Extracted records
* * * * * * *

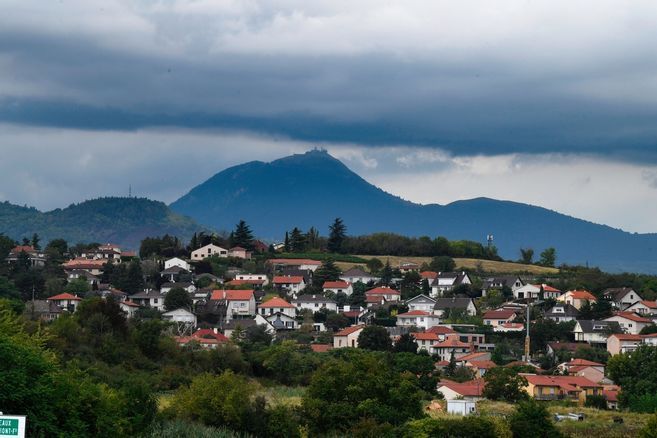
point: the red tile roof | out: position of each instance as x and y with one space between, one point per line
232 295
349 330
336 285
64 296
276 302
383 290
288 279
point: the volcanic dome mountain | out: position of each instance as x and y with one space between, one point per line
312 189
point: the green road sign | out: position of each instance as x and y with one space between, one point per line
12 426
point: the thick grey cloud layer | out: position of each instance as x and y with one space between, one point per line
468 77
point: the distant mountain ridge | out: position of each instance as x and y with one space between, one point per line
123 221
312 189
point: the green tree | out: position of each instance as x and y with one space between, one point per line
337 235
548 257
242 236
504 384
532 419
177 298
374 337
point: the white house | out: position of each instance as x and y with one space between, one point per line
181 316
314 303
177 262
347 337
209 250
338 287
239 303
292 284
417 318
355 275
422 303
630 322
65 301
275 305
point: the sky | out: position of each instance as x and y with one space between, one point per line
552 103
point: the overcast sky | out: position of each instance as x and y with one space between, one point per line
552 103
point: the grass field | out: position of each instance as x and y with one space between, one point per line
461 263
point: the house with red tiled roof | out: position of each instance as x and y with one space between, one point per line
495 318
276 305
446 348
347 337
630 322
577 298
65 301
544 387
239 303
417 318
290 284
471 390
337 287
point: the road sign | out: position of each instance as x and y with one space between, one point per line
12 426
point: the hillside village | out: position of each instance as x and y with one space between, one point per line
472 325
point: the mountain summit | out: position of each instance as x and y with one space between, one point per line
312 189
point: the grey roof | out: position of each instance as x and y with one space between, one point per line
313 299
452 303
569 310
588 325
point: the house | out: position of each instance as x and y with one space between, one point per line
499 283
623 343
446 281
43 309
239 303
498 317
35 257
595 332
275 305
535 291
630 322
337 287
347 337
406 267
471 390
282 321
446 348
417 318
314 303
575 388
562 313
301 264
209 250
355 275
257 279
129 308
577 298
644 308
65 301
445 306
150 298
239 252
181 316
593 371
292 285
187 287
621 297
389 294
176 261
422 303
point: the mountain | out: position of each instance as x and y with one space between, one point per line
123 221
312 189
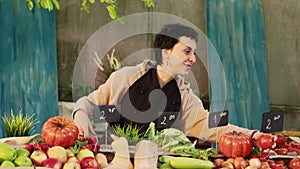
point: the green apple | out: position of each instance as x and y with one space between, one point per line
7 164
7 152
84 153
22 152
22 161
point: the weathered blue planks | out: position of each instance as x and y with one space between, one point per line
28 71
236 29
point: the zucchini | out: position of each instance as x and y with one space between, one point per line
190 163
165 158
166 166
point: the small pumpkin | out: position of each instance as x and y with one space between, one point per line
235 144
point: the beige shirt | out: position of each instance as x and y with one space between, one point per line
193 120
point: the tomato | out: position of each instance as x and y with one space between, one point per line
280 142
266 141
297 151
59 131
295 144
281 151
234 144
294 163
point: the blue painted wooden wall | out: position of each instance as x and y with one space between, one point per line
28 71
236 30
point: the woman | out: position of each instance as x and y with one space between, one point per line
149 89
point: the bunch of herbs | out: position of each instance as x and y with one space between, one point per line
19 125
131 132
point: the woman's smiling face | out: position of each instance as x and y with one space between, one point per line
182 56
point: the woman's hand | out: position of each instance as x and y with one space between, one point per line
84 125
268 140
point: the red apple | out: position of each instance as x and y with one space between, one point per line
280 142
89 163
53 163
57 152
295 144
281 151
74 159
40 146
71 165
70 153
38 157
266 141
29 147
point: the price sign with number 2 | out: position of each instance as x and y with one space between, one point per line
272 122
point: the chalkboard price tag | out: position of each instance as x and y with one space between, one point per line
166 119
106 113
217 119
272 122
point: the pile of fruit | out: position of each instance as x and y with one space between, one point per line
240 153
58 148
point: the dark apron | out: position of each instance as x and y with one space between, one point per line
145 102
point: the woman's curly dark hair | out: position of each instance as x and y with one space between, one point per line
169 36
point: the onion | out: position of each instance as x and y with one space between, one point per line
250 167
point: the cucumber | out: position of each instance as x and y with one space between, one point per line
165 158
190 163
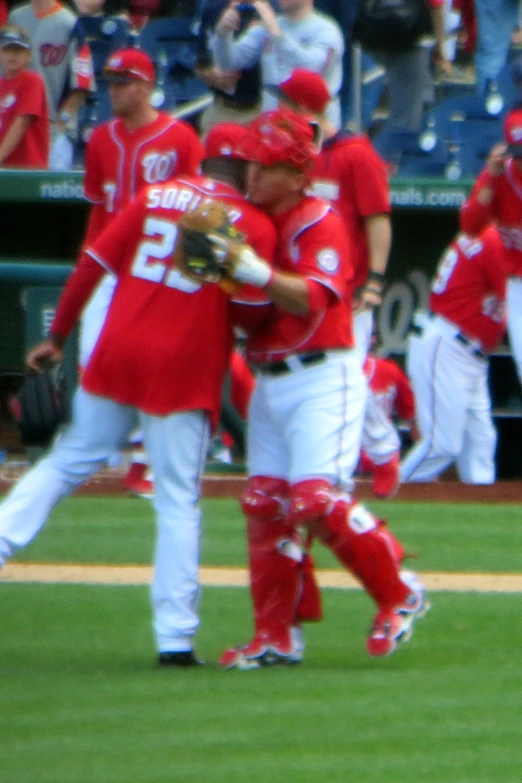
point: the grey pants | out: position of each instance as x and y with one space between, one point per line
410 85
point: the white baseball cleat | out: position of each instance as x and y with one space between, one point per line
284 649
392 627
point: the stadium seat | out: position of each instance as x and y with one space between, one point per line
103 35
172 43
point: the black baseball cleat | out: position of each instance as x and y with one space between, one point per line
181 659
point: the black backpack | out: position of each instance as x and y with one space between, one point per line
394 25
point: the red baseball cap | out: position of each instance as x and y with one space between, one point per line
304 88
127 65
225 141
513 132
281 136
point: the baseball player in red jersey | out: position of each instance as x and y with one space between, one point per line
140 147
392 397
350 174
497 198
448 363
24 114
158 324
306 414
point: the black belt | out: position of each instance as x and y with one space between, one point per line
418 331
282 367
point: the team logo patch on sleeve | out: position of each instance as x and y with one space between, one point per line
328 260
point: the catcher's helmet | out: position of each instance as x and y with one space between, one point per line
281 136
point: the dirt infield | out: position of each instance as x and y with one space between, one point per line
109 482
56 573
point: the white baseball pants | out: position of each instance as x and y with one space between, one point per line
307 423
453 410
177 447
93 317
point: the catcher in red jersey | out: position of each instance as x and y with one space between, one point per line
497 198
163 351
391 397
306 413
448 363
350 174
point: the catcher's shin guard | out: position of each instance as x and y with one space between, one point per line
356 538
275 555
354 535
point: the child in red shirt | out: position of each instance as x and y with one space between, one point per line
24 116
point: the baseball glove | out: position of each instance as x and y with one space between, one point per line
196 255
40 406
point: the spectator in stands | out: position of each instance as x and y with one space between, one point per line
24 117
49 25
344 13
299 37
237 94
409 77
390 397
496 22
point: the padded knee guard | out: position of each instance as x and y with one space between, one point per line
275 555
360 543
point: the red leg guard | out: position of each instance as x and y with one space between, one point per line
275 555
309 608
386 478
394 545
354 536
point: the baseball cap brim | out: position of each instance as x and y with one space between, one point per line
18 41
515 150
120 77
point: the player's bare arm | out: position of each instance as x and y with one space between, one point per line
14 135
379 235
495 166
267 17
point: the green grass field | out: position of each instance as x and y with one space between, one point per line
82 701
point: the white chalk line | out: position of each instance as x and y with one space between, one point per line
56 573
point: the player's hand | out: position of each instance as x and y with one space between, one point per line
241 262
496 159
229 21
267 17
414 431
42 354
367 300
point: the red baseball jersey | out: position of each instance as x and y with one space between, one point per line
390 388
351 174
119 163
24 95
166 342
312 242
470 287
505 211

* * * * * * *

Reproduce every line of the listing above verbatim, leaving out the pictures.

point: the red tile roof | out: position of each instance as x and y with one space between, one point per line
232 295
349 330
336 285
64 296
276 302
383 290
288 279
point: the volcanic dome mountain | out: position of each instance as x and y with one space between, one point per line
312 189
point: the green road sign | out: position of each instance as x and y with one space between, one point per line
12 426
point: the thick grey cloud layer | out: position of each instance as x and y with one space between, one point per line
468 77
point: the distant mountain ridge | out: position of each instance as x and y with one space between, one point per line
123 221
312 189
point: the green tree | out: position of each instance as x and y with one space between, one point per line
337 235
548 257
242 236
504 384
532 419
177 298
374 337
point: the white house | out: position of each instance as x and y with one space between, one point per line
181 316
314 303
177 262
347 337
209 250
338 287
239 303
292 284
417 318
355 275
422 303
630 322
65 301
275 305
point: the sky | out: position of each instance as x and y with one space between, one point per line
552 103
point: the overcast sky | out: position of each instance as x and y with one space between, one point per line
552 103
point: the grass field | out: position of each instance as x and y with one space between, one point per line
461 263
point: the house with red tiled roof | out: position of each instance as x and y with one space between, one point per line
495 318
276 305
446 348
347 337
630 322
577 298
65 301
544 387
239 303
417 318
290 284
471 390
337 287
point: the road sign | out: position of each instance as x and y with one space between, one point per line
12 426
point: the hillside village | out: position of each instance as x and y with one space between, one point per line
472 325
point: the mountain summit | out: position of each instance as x and y with one space between, one point per line
312 189
point: the grey roof | out: position of each instance as x and y with one space between, one point per line
313 299
452 303
569 310
588 325
point: the house | out: position of each instance as x and y with one space between, one point per line
499 283
623 343
446 281
43 309
239 303
498 317
35 257
595 332
275 305
535 291
630 322
337 287
347 337
406 267
471 390
282 321
446 348
417 318
314 303
575 388
562 313
301 264
209 250
355 275
257 279
129 308
577 298
644 308
65 301
445 306
150 298
239 252
181 316
593 371
292 285
187 287
621 297
389 294
176 261
422 303
point: the mountain | out: position of each instance as x and y with one space between, one point per line
123 221
312 189
point: the green apple | out: position of each instance as x and y with one space between, one point per line
7 164
7 152
84 153
22 152
22 161
point: the weathered blue planks | out: position of each instance as x and y with one space between, one point per line
28 71
236 29
point: the zucchini | out: position of each instance as x and y with one space between, one point per line
190 163
165 158
166 166
point: the small pumpkin | out: position of each instance as x and y with one space between, one point per line
235 144
point: the beige shirt | out: position of each instance as x and y with one space between, one point per line
193 120
point: the tomato | out: position of each instance as x and y with one space between, one point per line
280 142
266 141
297 151
59 131
295 144
281 151
234 144
294 163
point: the blue painted wooden wall | out: position of each instance as x and y with one space between, one point per line
28 71
236 30
point: the woman | out: position of each instance as x and y with one space between, one point per line
149 89
point: the bunch of herbs | out: position of each instance as x and y with one space between, one point per line
19 125
131 132
point: the woman's smiling face | out: position of each instance as x and y with one space between, one point per line
182 56
point: the woman's hand | out: position of each instance as x and y with one space between, one point per line
84 125
268 140
point: the red apple | out: position of each instance as x and y with one space between, one point per line
280 142
89 163
53 163
57 152
295 144
281 151
74 159
40 146
71 165
70 153
38 157
266 141
29 147
point: the price sign with number 2 | out: position of each instance as x and y with one space between, one point per line
272 122
point: the chalkboard price tag | out: position of each instance as x and y with one space between, one point per line
166 119
106 113
217 119
272 122
point: the pile of fruit | out: position of each instance as x and y with one space between, one point per line
240 153
58 148
point: the dark apron | out: position of each instance as x and y with one space between, one point per line
145 102
point: the woman's curly dark hair | out: position of each instance as x and y with one space between, one point per line
169 36
point: the onion | out: position of each instance as x and y with one space between, one point per line
250 167
point: the cucumber | out: position of each instance as x and y with one space between, one point per line
165 158
190 163
point: the grey pants | out: position of each instance as x and y with one space between, one point per line
410 85
point: the white baseball cleat | out: position of each instance as x and y with one space between, one point per line
284 649
392 627
point: the stadium seat | out: position of each instance as x and y with one space between, one point per line
103 35
172 43
point: the black baseball cleat | out: position of each instance as x and y with one space between, one point per line
181 659
point: the black backpack | out: position of each instance as x and y with one space between, one point per line
394 25
point: the red baseball cap | out: position of each instance as x and y with one space between, one point per line
304 88
127 65
225 141
513 132
281 136
point: the baseball player in red jersey | out: position of each instance as x and y with one space between, one point per line
140 147
392 397
350 174
497 198
448 363
24 114
158 324
306 414
point: the black belt | out: position of each instance as x and y with one space between, one point per line
418 331
282 367
point: the team logo patch on sleeve | out: position of each instance as x and y with one space between, one point per line
328 260
point: the catcher's helmet | out: position of each instance as x and y with one space between, one point per line
281 136
point: the dirt infield | out: position of each instance as x and y with one space between, one point per line
109 482
56 573
point: the white baseball pants | out: position of each instance as x and y with one space between, one point per line
307 423
453 410
177 447
93 317
point: the catcher in red jersey | out: position of each instance as x and y with one space between, one point per line
497 198
163 351
391 397
306 413
448 363
350 174
point: the catcher's shin guard | out: position of each instance as x and y with one space between, one point per line
356 538
275 555
354 535
point: the child in red shirt | out: position of each instance as x and y with one space between, one point per line
24 116
point: the baseball glove | out: position of each instance as x and y with one space between, one point per line
196 255
40 406
point: the spectator in stands | out: position of each instance as x and y with one space between, one point per line
24 117
49 25
344 13
299 37
237 94
409 77
390 397
496 22
point: the padded knee guard | out: position of each instance as x and y with one space between, one point per line
275 555
360 543
point: the red leg guard | out: position of each instance as x and y with one space between, one point per line
275 555
309 608
386 478
394 545
354 536
point: the baseball cap brim | out: position of each instance as x and y with one space between, one point per line
18 41
515 150
120 77
point: the player's bare arm | out: position of each instance as x and y with one space between, one point per line
14 135
379 235
495 166
267 17
point: the green grass field | out: position of each instance as x and y with one space between, one point per line
82 701
point: the white chalk line | out: position of each instance as x and y with one space between, one point per line
56 573
point: the player's hand | out: position of each instance as x and y with one space between, one point per line
241 262
496 159
229 21
267 17
414 431
42 354
367 300
point: the red baseball jersey | out: position of each instance as x and y with one space between, one point per line
390 388
351 174
119 163
24 95
166 342
312 242
470 287
505 211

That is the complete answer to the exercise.